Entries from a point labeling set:
>> Start
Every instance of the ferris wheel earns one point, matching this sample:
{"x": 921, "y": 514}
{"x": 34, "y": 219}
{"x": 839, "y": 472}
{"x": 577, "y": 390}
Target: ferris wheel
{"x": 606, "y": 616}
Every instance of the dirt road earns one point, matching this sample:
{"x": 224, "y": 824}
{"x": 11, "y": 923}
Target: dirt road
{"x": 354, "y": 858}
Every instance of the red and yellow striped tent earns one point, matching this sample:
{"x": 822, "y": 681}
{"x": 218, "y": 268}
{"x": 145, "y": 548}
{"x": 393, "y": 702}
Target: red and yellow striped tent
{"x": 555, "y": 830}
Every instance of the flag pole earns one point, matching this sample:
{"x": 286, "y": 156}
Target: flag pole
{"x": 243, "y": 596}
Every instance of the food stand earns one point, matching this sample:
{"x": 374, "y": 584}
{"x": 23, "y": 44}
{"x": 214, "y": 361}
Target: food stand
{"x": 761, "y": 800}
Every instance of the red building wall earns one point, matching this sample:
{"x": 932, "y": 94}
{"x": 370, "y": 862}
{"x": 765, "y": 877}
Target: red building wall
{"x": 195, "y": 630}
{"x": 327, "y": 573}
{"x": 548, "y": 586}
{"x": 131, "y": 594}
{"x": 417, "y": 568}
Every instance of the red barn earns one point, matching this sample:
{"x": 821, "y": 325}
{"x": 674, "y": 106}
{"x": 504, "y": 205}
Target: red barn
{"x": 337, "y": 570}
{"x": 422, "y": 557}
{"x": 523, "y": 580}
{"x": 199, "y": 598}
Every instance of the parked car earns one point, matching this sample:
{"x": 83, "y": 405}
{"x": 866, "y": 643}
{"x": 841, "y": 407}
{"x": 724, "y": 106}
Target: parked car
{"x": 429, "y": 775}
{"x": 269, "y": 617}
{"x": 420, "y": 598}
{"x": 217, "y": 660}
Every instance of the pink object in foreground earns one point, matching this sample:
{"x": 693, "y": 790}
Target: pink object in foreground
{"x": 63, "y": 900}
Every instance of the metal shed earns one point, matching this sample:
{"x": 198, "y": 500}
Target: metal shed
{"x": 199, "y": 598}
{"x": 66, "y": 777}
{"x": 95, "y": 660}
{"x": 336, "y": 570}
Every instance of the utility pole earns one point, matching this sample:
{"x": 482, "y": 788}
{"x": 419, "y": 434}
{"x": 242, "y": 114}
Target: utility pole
>> End
• _THE PROBLEM_:
Rewrite every line of the entries above as a numbered list, leaving out any blank lines.

• _TASK RESULT_:
1. Every instance of the ferris wheel earns one point, matching this sample:
2. {"x": 921, "y": 514}
3. {"x": 34, "y": 219}
4. {"x": 839, "y": 472}
5. {"x": 577, "y": 390}
6. Target: ferris wheel
7. {"x": 606, "y": 616}
8. Every instance of the dirt road earns one point, matching this sample:
9. {"x": 224, "y": 824}
10. {"x": 11, "y": 923}
11. Target: dirt road
12. {"x": 354, "y": 858}
13. Every instance of the red and yellow striped tent earns one point, matching this sample:
14. {"x": 822, "y": 681}
15. {"x": 218, "y": 268}
16. {"x": 145, "y": 548}
17. {"x": 393, "y": 702}
18. Target: red and yellow striped tent
19. {"x": 555, "y": 830}
20. Every instance of the flag pole earns one point, matching this sample:
21. {"x": 286, "y": 156}
22. Target: flag pole
23. {"x": 243, "y": 596}
24. Every instance of the food stand earns one point, matching this sample:
25. {"x": 374, "y": 584}
26. {"x": 23, "y": 44}
27. {"x": 214, "y": 361}
28. Target: food stand
29. {"x": 761, "y": 800}
30. Every instance of the red building wall earns one point, matching this sample:
31. {"x": 932, "y": 94}
32. {"x": 370, "y": 862}
33. {"x": 765, "y": 877}
34. Target: red building wall
35. {"x": 195, "y": 630}
36. {"x": 327, "y": 573}
37. {"x": 548, "y": 586}
38. {"x": 131, "y": 594}
39. {"x": 417, "y": 568}
40. Every instance of the red barn earns one point, matching this sample:
41. {"x": 821, "y": 325}
42. {"x": 674, "y": 106}
43. {"x": 504, "y": 205}
44. Target: red barn
45. {"x": 337, "y": 570}
46. {"x": 422, "y": 557}
47. {"x": 523, "y": 580}
48. {"x": 199, "y": 598}
49. Every instance of the parked car earns one point, matching this sample:
50. {"x": 83, "y": 405}
51. {"x": 866, "y": 643}
52. {"x": 841, "y": 407}
53. {"x": 724, "y": 106}
54. Target: parked car
55. {"x": 429, "y": 775}
56. {"x": 269, "y": 617}
57. {"x": 420, "y": 598}
58. {"x": 217, "y": 660}
59. Every instance of the pink object in foreground earns one point, matching this sample:
60. {"x": 693, "y": 790}
61. Target: pink object in foreground
62. {"x": 63, "y": 900}
63. Every instance of the metal shed earns one point, matching this sample:
64. {"x": 198, "y": 500}
65. Target: metal shed
66. {"x": 199, "y": 598}
67. {"x": 66, "y": 777}
68. {"x": 95, "y": 660}
69. {"x": 336, "y": 570}
70. Every instance of the utility pole earns one point, matching this sample:
71. {"x": 482, "y": 788}
72. {"x": 419, "y": 434}
73. {"x": 242, "y": 114}
74. Target: utility pole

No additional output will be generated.